**Short problem:** Gather every line below that contains the string "eave", and copy each one out. Letter case matters.

[Data excerpts start]

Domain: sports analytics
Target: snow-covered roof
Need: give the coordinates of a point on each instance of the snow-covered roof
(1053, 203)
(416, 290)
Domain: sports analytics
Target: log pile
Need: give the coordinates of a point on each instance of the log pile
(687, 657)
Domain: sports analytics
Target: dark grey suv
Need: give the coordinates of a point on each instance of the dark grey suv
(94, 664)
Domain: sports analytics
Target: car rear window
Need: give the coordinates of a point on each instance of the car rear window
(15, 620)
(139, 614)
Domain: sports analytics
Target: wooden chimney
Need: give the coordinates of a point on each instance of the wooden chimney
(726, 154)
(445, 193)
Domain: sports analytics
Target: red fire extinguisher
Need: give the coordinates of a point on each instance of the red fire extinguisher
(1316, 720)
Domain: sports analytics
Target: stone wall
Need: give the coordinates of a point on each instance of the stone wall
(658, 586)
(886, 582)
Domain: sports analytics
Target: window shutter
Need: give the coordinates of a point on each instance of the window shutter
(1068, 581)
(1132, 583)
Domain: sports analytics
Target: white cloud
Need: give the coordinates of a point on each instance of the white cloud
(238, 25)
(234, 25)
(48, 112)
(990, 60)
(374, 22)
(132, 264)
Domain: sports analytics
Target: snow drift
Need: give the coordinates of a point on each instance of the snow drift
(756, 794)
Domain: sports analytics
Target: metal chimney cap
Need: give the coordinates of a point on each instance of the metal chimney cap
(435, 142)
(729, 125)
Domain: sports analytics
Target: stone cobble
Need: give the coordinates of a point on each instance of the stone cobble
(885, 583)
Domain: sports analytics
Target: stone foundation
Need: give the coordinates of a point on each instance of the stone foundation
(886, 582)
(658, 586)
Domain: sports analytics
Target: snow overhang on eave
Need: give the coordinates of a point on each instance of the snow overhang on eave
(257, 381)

[Data excerpts end]
[Data excerpts start]

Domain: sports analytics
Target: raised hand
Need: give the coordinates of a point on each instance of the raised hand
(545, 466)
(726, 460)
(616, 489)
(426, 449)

[Data excerpts end]

**Final result:**
Target: snow overhang on eave
Need: give the coordinates of a point on each instance of the snow overhang on eave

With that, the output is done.